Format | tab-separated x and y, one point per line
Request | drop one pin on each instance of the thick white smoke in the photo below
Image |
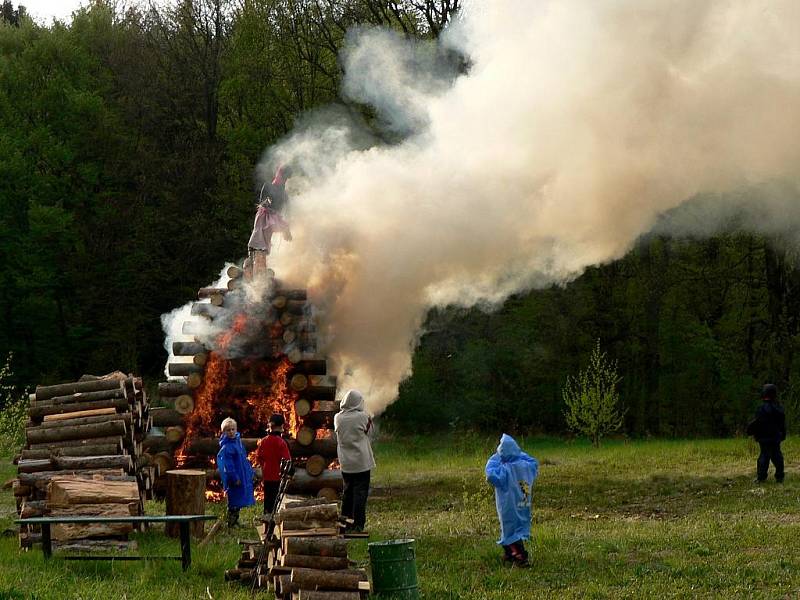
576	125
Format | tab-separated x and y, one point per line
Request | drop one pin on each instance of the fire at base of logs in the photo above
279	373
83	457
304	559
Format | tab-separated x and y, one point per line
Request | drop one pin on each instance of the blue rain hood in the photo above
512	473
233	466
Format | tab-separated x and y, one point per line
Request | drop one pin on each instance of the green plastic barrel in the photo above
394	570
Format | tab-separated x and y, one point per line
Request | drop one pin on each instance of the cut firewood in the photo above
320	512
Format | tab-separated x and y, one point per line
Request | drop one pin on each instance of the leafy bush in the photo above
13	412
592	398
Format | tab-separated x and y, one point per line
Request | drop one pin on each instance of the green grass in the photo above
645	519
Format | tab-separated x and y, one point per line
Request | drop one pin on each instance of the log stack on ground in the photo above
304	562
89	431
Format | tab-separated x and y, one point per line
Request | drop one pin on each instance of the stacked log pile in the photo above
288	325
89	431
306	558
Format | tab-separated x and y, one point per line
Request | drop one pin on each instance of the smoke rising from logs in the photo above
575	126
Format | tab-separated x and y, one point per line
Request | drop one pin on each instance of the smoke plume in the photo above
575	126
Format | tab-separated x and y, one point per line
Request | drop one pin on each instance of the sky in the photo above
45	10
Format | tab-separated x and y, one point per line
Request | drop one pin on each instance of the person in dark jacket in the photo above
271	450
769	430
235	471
——
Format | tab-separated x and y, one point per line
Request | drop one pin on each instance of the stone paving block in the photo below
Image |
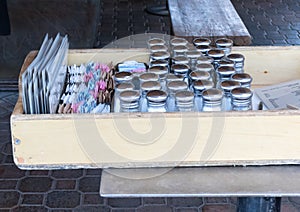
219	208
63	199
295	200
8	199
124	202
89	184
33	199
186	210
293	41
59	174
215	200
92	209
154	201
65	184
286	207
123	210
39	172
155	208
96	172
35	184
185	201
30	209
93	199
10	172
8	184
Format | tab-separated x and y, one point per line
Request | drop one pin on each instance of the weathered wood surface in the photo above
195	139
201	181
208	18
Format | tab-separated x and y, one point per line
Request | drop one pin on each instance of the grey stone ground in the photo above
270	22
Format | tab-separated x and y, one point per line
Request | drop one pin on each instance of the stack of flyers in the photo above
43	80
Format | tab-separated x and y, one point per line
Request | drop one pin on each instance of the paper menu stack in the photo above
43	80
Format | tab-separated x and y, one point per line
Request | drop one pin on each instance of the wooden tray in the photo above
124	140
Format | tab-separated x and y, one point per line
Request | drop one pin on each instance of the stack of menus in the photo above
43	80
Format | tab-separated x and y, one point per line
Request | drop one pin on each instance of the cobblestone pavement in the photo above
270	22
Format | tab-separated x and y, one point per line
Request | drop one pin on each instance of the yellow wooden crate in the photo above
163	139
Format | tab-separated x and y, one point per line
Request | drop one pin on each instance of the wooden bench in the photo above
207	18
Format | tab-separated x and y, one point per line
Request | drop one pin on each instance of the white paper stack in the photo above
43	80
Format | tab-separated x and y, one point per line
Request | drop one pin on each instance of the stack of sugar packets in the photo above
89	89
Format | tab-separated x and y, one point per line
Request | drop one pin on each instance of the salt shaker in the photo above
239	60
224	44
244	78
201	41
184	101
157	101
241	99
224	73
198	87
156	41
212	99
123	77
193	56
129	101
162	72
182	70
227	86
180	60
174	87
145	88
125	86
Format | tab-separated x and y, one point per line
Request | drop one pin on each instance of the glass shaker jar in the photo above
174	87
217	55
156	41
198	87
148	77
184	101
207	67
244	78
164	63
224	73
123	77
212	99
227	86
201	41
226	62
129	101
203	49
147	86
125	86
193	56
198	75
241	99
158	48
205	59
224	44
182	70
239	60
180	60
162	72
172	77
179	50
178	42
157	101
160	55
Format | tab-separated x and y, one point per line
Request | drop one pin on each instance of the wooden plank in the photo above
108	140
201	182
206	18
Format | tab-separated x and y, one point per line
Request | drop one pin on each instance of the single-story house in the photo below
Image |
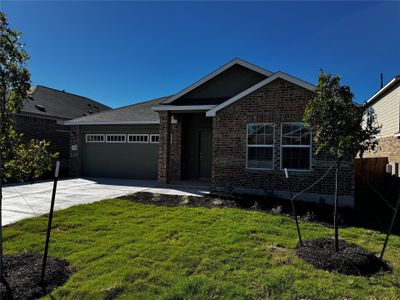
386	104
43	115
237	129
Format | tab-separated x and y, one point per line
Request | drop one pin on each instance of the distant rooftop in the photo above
——
Count the lines of the records above that contain the string "smoke", treating uppercase and lowercase as distinct. Give only the number.

**Full output:** 3